• **Challenge**: Copy out the items below word for word.
[Start Task input]
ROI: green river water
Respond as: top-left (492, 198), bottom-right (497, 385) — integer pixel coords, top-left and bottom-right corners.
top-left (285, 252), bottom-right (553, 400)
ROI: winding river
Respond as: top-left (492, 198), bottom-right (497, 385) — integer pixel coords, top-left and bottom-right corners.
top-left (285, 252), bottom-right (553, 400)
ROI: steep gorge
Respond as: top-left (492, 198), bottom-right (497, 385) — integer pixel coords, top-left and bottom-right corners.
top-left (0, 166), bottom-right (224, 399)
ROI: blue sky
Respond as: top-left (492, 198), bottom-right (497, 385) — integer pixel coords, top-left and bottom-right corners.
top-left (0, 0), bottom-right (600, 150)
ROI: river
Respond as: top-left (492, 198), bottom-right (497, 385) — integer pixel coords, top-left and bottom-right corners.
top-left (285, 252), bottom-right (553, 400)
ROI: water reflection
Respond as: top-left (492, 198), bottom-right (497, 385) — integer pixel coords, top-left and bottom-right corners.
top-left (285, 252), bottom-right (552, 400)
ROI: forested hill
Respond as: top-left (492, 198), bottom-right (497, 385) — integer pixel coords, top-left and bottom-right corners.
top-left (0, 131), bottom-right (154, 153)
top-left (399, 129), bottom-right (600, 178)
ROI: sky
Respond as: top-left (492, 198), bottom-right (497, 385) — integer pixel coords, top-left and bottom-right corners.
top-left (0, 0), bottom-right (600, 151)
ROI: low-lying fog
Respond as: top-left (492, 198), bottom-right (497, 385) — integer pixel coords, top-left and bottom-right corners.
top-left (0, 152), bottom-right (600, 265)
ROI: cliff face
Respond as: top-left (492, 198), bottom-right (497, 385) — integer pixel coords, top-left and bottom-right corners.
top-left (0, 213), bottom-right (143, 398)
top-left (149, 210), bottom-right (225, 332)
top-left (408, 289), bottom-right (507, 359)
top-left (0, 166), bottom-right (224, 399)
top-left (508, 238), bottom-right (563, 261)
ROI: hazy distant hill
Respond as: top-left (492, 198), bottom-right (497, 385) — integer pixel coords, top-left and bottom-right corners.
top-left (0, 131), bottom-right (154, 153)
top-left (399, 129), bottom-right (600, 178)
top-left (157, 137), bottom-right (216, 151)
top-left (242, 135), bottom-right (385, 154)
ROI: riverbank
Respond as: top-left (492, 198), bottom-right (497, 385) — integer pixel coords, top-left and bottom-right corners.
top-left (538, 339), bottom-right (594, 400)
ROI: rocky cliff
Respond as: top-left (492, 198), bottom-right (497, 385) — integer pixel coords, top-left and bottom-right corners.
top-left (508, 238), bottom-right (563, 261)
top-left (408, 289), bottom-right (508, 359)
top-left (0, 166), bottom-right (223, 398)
[End Task input]
• **Response to the task**:
ROI: green river water
Respond as: top-left (492, 198), bottom-right (497, 385) — integer pixel coords, top-left and bottom-right corners.
top-left (285, 252), bottom-right (553, 400)
ROI: winding river
Respond as: top-left (492, 198), bottom-right (497, 385) — integer pixel coords, top-left and bottom-right corners.
top-left (285, 252), bottom-right (553, 400)
ROI: steep gorge
Respond as: top-left (492, 198), bottom-right (497, 385) — integer pixel coords, top-left and bottom-right corners.
top-left (0, 166), bottom-right (224, 399)
ROI: blue sky
Respond as: top-left (492, 198), bottom-right (497, 385) — integer pixel coords, top-left and bottom-right corners.
top-left (0, 0), bottom-right (600, 150)
ROI: river
Respond as: top-left (492, 198), bottom-right (497, 385) — integer pixel coords, top-left and bottom-right corners.
top-left (285, 252), bottom-right (553, 400)
ROI: water reflection
Respond as: top-left (492, 198), bottom-right (497, 385) — integer pixel coords, top-left and bottom-right corners.
top-left (285, 252), bottom-right (552, 400)
ROI: forested hill
Respond as: top-left (492, 198), bottom-right (497, 385) — integer pixel coords, top-left and bottom-right corners.
top-left (0, 131), bottom-right (154, 153)
top-left (399, 129), bottom-right (600, 178)
ROI: sky
Respond as: top-left (492, 198), bottom-right (497, 385) — integer pixel coords, top-left and bottom-right corners.
top-left (0, 0), bottom-right (600, 151)
ROI: low-lying fog
Respond as: top-left (492, 198), bottom-right (497, 385) — integer pixel coords, top-left and bottom-right corners.
top-left (0, 152), bottom-right (600, 265)
ROI: cliff face
Respond as: top-left (492, 198), bottom-right (497, 385) — integer pixel coords, top-left and bottom-right corners.
top-left (0, 213), bottom-right (143, 398)
top-left (149, 210), bottom-right (225, 332)
top-left (408, 289), bottom-right (507, 359)
top-left (0, 166), bottom-right (224, 399)
top-left (508, 238), bottom-right (563, 261)
ROI: hazy distant hill
Respond as: top-left (492, 198), bottom-right (497, 385) — integer pixel coords, top-left and bottom-right corners.
top-left (0, 131), bottom-right (154, 153)
top-left (399, 129), bottom-right (600, 178)
top-left (157, 137), bottom-right (216, 151)
top-left (242, 135), bottom-right (385, 154)
ROI: riverbank
Respond as: top-left (492, 198), bottom-right (497, 385) — integer pixel coords, top-left and bottom-right corners.
top-left (538, 339), bottom-right (594, 400)
ROI: rocky cliff
Respond as: top-left (492, 198), bottom-right (497, 385) — integer pixel coords, top-left and bottom-right corners.
top-left (508, 238), bottom-right (563, 261)
top-left (408, 289), bottom-right (508, 359)
top-left (0, 166), bottom-right (223, 398)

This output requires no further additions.